Given problem A
According to the pg_upgrade proposal, for which two releases should the pg_upgrade API be implemented first?
Given problem B
Reproduce every line of the listing that follows the pg_upgrade proposal, including its requests, and raise each bounding-box coordinate in the listing's answers by 94. Leave the pictures out of your answer.

Source Code Maintenance
=======================

Now, after the above some of you may get scared on the amount of similar
code to possibly maintain in all those storage managers, but in reality
they would require as much maintenance as the corresponding releases do
get back-patched in that code area, and some are not being maintained for
quite some time already.  Plus, I should be around to maintain it, should
this become realized.

Release-time Maintenance
------------------------

For maintenance of pg_upgrade itself, one will have to fork out a new
storage manager from the previous stable release and "register" it within
the system.  Alternatively, the new storage manager can be forked when the
new release cycle begins.  Additionally, a pg_upgrade version has to be
added implementing the API steps outlined in the pg_upgrade API section.


Implementation Steps
====================

To materialize the above idea, I'd proceed as follows:

*) Provide the initdb() API (quick)

*) Resurrect the pluggable storage manager API to be usable for the
   purpose.

*) Document it

*) Implement pg_upgrade API for 8.0 and 7.4.5.

*) Extract 8.0 and 7.4.5 storage managers and have them implement the API
   as a proof of concept.  Massage the API as needed.

*) Document the process of adding new storage managers and pg_upgrade
   drivers.

*) Extract other versions storage managers.


pg_upgrade sequence
-------------------

pg_upgrade API for the steps below to update for the next release.

What to do with WAL?? Maybe upgrade can simply be done using WAL replay
with old WAL manager? Not, fully, because not everything is in WAL, but
some WAL recovery maybe needed in case the server was not shutdown cleanly
before the upgrade.

pg_upgrade will proceed as follows:

- move PGDATA to PGDATA/<major pg version>
- move tablespaces likewise
- optional recovery from WAL in case old server was not shutdown properly
-? Shall I upgrade PITR logs of 8.x??? So one can recover to a
  point-in-time in the upgraded database?

Data provided
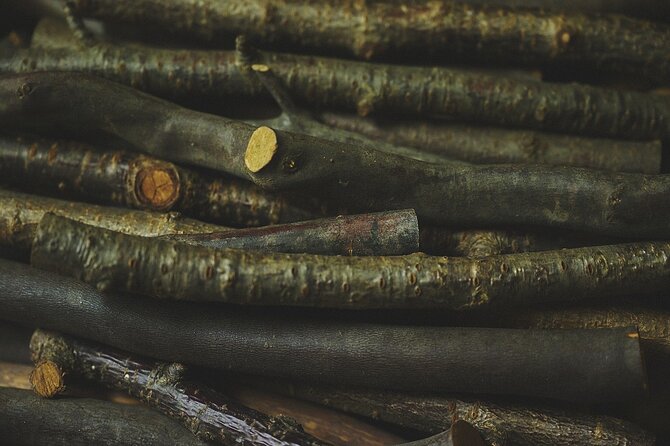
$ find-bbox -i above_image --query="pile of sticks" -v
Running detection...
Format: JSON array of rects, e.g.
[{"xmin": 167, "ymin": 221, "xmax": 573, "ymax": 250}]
[{"xmin": 0, "ymin": 0, "xmax": 670, "ymax": 446}]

Task response A
8.0 and 7.4.5

Task response B
$ find-bbox -i above_image --query="pile of sticks" -v
Running detection...
Format: JSON array of rects, e.g.
[{"xmin": 167, "ymin": 221, "xmax": 573, "ymax": 250}]
[{"xmin": 94, "ymin": 94, "xmax": 764, "ymax": 540}]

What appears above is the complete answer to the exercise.